◆ Directions for this task:
Skipping each picture, output the entries exactly as they stand below.

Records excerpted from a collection

((

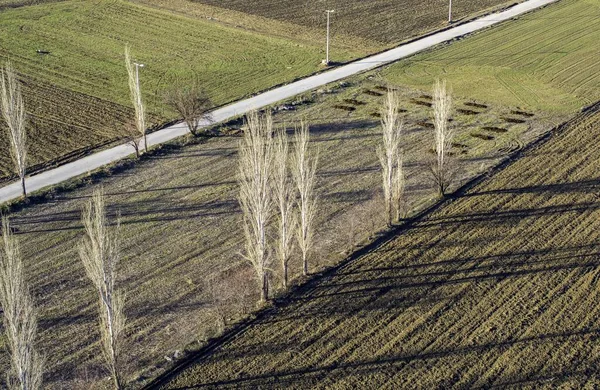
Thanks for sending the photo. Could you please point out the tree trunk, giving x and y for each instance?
(264, 292)
(304, 265)
(23, 186)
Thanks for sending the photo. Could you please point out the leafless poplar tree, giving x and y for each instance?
(136, 97)
(13, 111)
(19, 317)
(190, 101)
(284, 197)
(133, 137)
(398, 187)
(389, 154)
(304, 168)
(99, 252)
(256, 199)
(442, 107)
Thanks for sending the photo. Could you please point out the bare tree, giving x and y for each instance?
(398, 188)
(284, 197)
(132, 136)
(304, 168)
(136, 97)
(20, 321)
(389, 157)
(99, 252)
(443, 134)
(13, 111)
(256, 199)
(191, 102)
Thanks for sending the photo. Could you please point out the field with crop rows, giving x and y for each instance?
(545, 60)
(499, 287)
(379, 21)
(86, 40)
(180, 239)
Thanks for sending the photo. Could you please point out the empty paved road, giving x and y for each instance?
(99, 159)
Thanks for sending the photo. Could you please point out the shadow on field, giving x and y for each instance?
(129, 213)
(387, 366)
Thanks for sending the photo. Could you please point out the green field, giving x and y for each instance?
(497, 288)
(77, 96)
(86, 65)
(180, 234)
(547, 60)
(378, 21)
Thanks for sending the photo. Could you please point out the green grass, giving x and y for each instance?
(84, 76)
(497, 288)
(378, 21)
(87, 38)
(181, 237)
(547, 60)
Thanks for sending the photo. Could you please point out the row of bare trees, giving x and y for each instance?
(187, 99)
(277, 192)
(99, 253)
(390, 151)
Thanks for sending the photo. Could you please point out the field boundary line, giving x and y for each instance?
(308, 285)
(102, 158)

))

◆ Written reply:
Thanks for sending the photo. Could you please point out the tree trunk, giving x and y for each instance?
(264, 292)
(304, 265)
(23, 186)
Thanks for sending the photo. Could you please point out the leafless poplar tree, giving x and y for each instance?
(136, 97)
(13, 111)
(19, 317)
(190, 101)
(284, 197)
(133, 137)
(398, 187)
(389, 154)
(304, 168)
(99, 252)
(256, 199)
(442, 107)
Thanks for sending the photo. Could you please point out the bare tree, giving x and y for each instance?
(398, 188)
(284, 197)
(132, 136)
(304, 168)
(136, 97)
(20, 321)
(389, 157)
(99, 252)
(443, 134)
(13, 111)
(256, 199)
(191, 102)
Thanks for sending the photo. Could you please point out the field with crop rows, giving x and y for each instance?
(545, 60)
(499, 287)
(379, 21)
(86, 40)
(180, 239)
Thanks for sending the photo. Could you please point out the empty paved road, giving x and y for each instance?
(99, 159)
Thanks for sending the photo. Could you please point out the shadow on field, giving x and y for each instance?
(129, 213)
(387, 366)
Thanks for sending the photo. Could you please point out the green field, giving x and y for each instance?
(497, 288)
(77, 96)
(86, 65)
(180, 234)
(547, 60)
(378, 21)
Thanks for sending the photo. Could you please point out the green grass, giving x and y for each instance?
(84, 76)
(497, 288)
(378, 21)
(87, 38)
(181, 237)
(547, 60)
Thanks for sending the photo. Could you please point out the row of bare trees, giving x and y for each instance?
(187, 99)
(277, 192)
(99, 253)
(390, 151)
Thanks for sending the photo. Could you please point out the field boundary line, giving x and y for each instance?
(308, 285)
(102, 158)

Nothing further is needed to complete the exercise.